(EXPLORATION DU DOCUMENT)
#1 Relevez toutes les organisations et institutions désignées par leur nom propre dans l'extrait de page.
#2 Recopiez le passage de l'extrait de page qui va de « Un rapport publié » jusqu'à « diffusées en streaming. ».

(EXTRAIT DE PAGE)
Le chant de la numérisation

La numérisation figure en bonne place parmi les solutions évoquées pour faire passer la pilule pandémique. Voire renforcer l’écosystème culturel helvétique.

Un rapport publié par la Fondation Lombard Odier et The Center for Philanthropy Studies (CEPS) en 2022 esquisse différentes pistes pour rattraper les pertes culturelles liées à la pandémie de Covid-19. Parmi elles, la numérisation a une place de choix. En effet, c’est par le biais des médias sociaux, des smartphones ou encore des ordinateurs qu’une partie des dégâts a pu être limitée.

Avant la pandémie, 62 % des institutions culturelles ne produisaient pas beaucoup de contenu numérique, selon L’Œil du Public, une agence de presse reliée à l’Office fédéral de la culture. Or, 47 % de ces mêmes institutions culturelles ont, pendant la pandémie, produit des œuvres disponibles via des canaux numériques. L’Opéra de Zurich fait office de premier de la classe au niveau international, avec pas moins de 12 premières diffusées en streaming.

(DONNÉES)
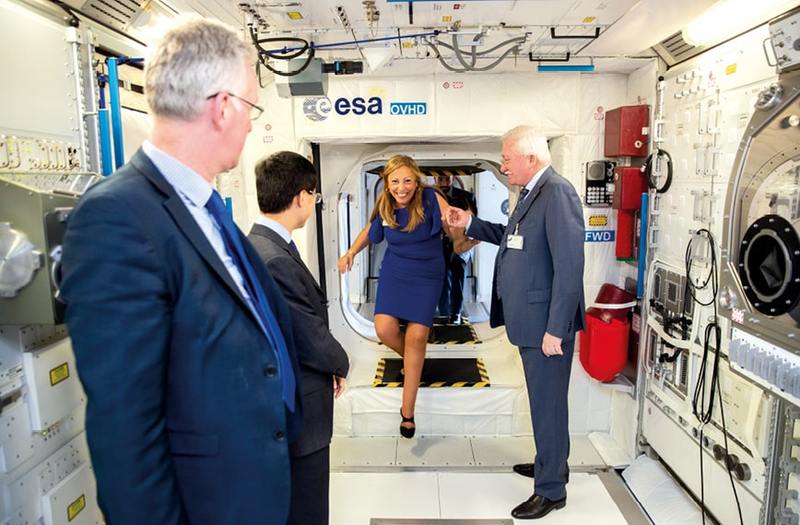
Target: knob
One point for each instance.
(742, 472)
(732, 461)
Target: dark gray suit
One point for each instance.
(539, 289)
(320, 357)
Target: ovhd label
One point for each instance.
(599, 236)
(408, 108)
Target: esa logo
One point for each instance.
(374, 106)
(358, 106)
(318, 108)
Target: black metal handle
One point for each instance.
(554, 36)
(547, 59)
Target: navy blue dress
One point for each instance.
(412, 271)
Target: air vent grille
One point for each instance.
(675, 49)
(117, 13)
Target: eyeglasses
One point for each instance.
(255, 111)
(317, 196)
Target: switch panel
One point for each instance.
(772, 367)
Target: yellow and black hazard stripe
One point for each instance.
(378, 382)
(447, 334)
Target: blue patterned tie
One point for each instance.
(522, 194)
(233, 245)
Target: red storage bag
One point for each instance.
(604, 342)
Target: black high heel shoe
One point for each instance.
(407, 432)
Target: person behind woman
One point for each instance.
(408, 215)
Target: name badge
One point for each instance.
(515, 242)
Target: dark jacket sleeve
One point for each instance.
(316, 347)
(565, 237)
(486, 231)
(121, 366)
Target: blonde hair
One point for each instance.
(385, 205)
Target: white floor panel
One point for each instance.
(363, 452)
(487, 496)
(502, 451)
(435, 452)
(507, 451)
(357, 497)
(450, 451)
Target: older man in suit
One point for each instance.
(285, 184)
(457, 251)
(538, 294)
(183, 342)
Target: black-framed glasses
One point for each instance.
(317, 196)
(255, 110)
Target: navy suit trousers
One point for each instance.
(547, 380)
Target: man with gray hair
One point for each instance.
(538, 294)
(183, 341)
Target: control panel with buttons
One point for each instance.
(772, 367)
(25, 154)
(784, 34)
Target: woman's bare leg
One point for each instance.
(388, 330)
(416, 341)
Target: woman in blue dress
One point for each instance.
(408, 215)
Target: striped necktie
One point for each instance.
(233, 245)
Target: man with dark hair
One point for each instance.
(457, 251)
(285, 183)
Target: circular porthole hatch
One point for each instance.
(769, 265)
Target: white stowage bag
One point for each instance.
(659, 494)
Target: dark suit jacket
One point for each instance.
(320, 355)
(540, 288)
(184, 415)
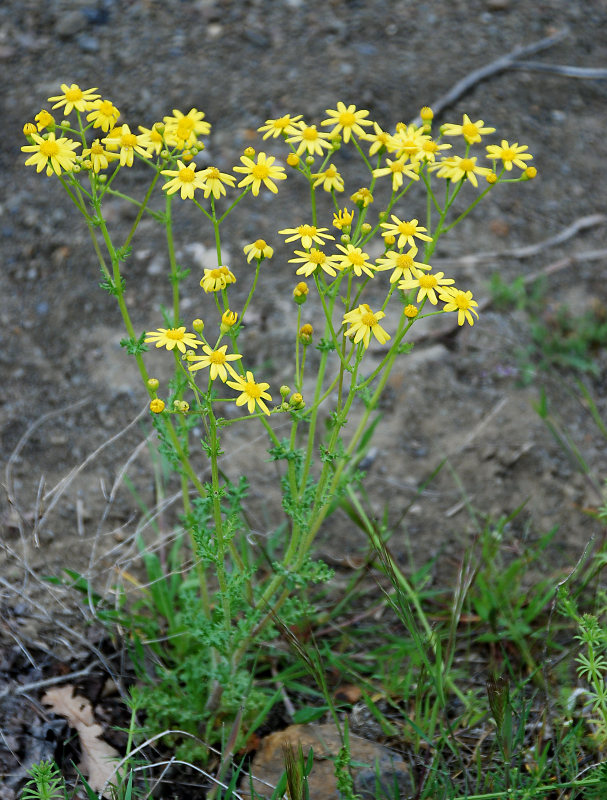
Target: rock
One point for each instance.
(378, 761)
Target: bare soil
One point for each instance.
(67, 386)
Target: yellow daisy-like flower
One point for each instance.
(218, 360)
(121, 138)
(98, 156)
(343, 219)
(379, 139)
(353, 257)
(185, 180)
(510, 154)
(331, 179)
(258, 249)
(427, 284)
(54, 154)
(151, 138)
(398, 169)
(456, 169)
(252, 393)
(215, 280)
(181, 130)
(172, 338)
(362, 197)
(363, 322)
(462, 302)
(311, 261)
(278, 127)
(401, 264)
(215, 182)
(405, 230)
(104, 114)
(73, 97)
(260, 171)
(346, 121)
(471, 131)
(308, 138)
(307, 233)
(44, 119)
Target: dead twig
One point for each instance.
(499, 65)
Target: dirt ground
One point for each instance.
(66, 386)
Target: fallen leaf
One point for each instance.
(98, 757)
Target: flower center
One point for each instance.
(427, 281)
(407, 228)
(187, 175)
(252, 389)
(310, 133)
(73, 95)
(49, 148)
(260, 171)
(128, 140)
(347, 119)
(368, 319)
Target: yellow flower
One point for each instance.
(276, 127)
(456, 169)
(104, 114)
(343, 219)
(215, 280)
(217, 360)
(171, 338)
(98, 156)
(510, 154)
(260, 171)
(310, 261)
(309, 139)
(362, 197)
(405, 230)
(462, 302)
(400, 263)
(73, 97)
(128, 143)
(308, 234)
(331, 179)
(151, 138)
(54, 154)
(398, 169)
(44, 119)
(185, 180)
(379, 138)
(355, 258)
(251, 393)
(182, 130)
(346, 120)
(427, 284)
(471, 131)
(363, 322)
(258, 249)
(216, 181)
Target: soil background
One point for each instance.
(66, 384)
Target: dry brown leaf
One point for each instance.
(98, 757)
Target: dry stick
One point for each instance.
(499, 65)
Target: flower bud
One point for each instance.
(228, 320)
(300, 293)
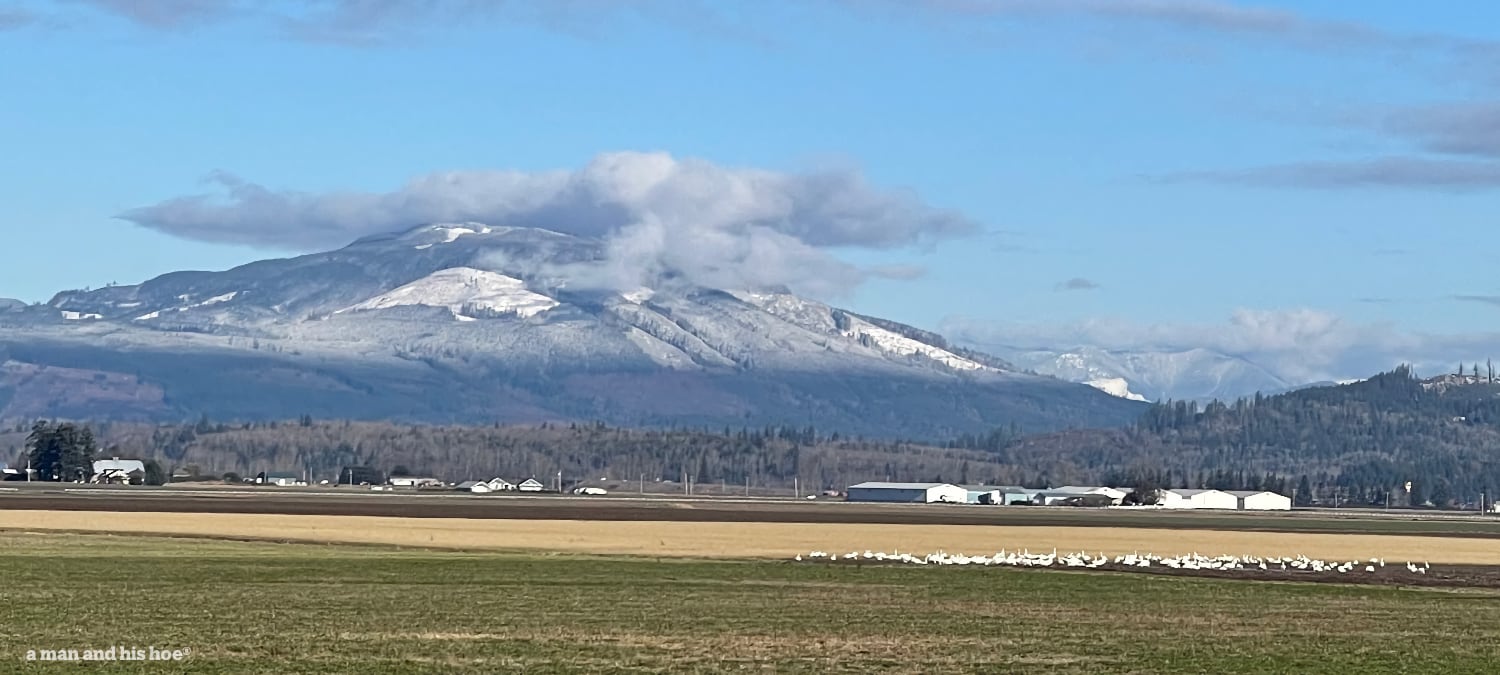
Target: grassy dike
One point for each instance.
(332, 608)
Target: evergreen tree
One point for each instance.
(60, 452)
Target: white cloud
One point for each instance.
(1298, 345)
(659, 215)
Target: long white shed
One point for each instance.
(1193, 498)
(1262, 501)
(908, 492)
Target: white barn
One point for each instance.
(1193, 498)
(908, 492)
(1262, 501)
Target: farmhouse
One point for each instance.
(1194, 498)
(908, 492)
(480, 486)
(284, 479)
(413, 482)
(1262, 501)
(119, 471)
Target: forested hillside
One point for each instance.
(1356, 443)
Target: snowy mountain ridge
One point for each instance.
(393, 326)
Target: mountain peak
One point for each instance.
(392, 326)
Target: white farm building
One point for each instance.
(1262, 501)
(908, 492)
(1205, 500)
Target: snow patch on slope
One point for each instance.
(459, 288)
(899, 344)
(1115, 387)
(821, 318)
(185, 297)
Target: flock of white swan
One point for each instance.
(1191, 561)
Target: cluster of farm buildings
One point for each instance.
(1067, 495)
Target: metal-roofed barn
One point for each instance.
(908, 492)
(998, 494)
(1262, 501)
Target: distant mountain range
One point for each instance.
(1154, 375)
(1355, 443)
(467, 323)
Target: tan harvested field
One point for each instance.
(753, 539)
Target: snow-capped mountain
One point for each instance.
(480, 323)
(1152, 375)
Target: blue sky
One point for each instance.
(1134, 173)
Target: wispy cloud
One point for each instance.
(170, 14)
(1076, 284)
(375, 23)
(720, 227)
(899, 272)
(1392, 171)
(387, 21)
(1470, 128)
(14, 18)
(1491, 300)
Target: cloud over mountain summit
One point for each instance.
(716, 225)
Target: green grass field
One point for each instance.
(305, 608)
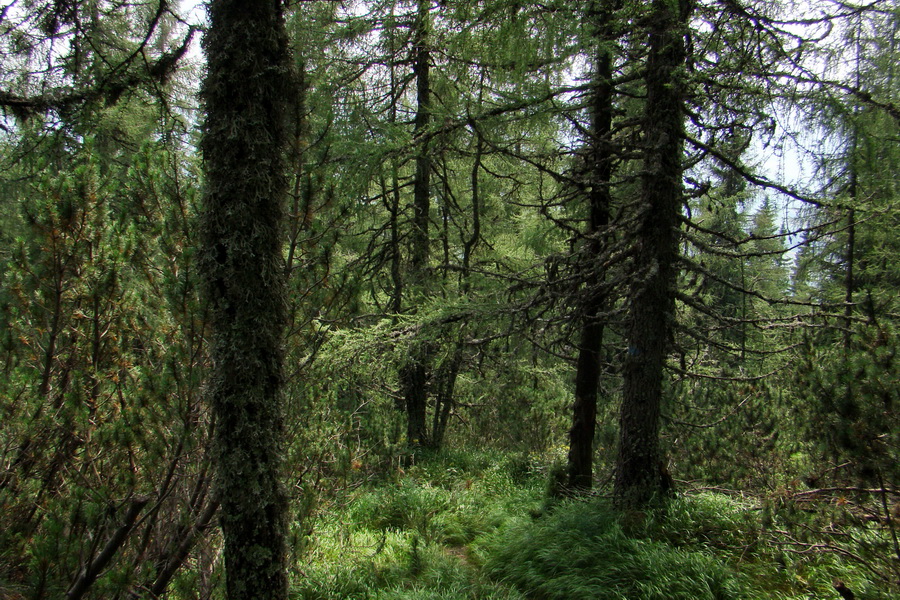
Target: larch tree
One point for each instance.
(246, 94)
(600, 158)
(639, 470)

==

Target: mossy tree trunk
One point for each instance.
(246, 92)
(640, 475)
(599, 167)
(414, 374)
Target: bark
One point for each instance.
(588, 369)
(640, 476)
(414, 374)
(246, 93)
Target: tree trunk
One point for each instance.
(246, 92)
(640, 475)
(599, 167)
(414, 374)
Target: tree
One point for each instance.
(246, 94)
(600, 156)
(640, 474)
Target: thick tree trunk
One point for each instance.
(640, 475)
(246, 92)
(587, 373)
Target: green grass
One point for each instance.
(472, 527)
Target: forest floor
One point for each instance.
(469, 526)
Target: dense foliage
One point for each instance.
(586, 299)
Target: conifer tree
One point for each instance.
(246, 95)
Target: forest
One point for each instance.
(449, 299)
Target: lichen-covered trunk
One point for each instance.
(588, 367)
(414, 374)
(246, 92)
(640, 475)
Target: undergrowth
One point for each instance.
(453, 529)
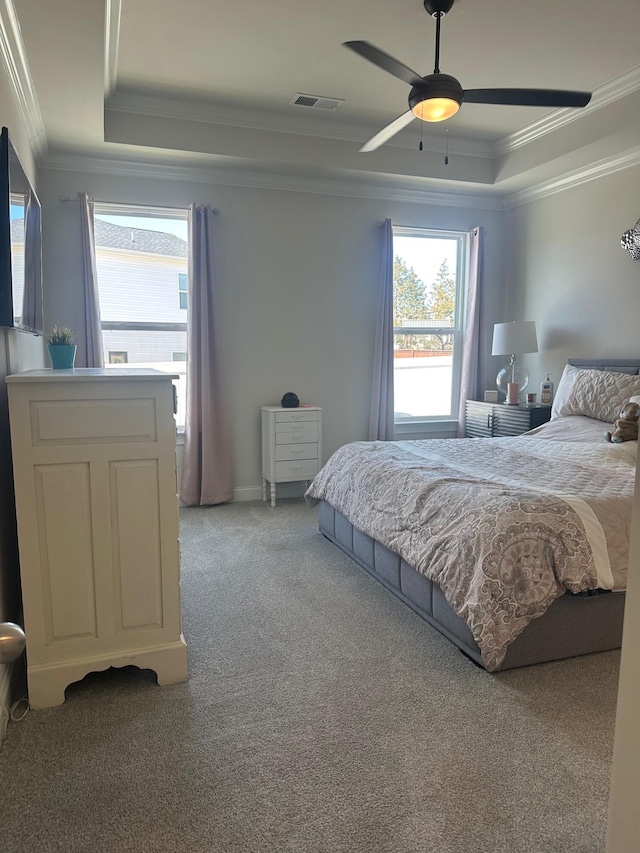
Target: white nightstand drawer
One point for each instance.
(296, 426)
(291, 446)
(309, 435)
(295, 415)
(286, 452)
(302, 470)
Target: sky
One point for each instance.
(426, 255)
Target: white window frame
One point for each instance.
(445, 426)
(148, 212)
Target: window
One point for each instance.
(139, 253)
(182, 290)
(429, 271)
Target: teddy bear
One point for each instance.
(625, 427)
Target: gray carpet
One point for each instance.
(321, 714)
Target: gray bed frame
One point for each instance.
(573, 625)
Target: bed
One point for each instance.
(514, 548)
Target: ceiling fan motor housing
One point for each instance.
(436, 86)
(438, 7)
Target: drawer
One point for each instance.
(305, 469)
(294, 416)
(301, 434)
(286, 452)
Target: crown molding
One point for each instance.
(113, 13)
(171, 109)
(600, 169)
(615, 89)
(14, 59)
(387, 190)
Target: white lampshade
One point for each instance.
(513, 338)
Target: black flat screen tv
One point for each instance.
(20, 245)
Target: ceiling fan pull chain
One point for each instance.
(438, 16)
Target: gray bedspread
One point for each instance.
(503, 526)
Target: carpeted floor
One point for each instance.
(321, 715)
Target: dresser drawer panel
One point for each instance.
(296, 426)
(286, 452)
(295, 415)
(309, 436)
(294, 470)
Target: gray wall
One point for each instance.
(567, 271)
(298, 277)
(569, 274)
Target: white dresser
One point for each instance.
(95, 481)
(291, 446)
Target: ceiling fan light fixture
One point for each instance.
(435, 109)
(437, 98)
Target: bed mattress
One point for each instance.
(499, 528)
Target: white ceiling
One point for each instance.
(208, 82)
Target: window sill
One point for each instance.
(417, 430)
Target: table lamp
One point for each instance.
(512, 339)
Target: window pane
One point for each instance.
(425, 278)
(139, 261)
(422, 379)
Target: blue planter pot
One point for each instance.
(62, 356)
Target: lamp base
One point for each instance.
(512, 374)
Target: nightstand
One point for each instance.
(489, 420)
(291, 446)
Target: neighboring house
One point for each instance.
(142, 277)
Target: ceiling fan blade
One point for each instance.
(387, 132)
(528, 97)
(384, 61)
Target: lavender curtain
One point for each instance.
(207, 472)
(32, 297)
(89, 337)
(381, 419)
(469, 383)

(SOLUTIONS DES EXERCICES)
#1
- Fondation Lombard Odier
- The Center for Philanthropy Studies (CEPS)
- L'Œil du Public
- Office fédéral de la culture
- Opéra de Zurich

#2
Un rapport publié par la Fondation Lombard Odier et The Center for Philanthropy Studies (CEPS) en 2022 esquisse différentes pistes pour rattraper les pertes culturelles liées à la pandémie de Covid-19. Parmi elles, la numérisation a une place de choix. En effet, c’est par le biais des médias sociaux, des smartphones ou encore des ordinateurs qu’une partie des dégâts a pu être limitée.

Avant la pandémie, 62 % des institutions culturelles ne produisaient pas beaucoup de contenu numérique, selon L’Œil du Public, une agence de presse reliée à l’Office fédéral de la culture. Or, 47 % de ces mêmes institutions culturelles ont, pendant la pandémie, produit des œuvres disponibles via des canaux numériques. L’Opéra de Zurich fait office de premier de la classe au niveau international, avec pas moins de 12 premières diffusées en streaming.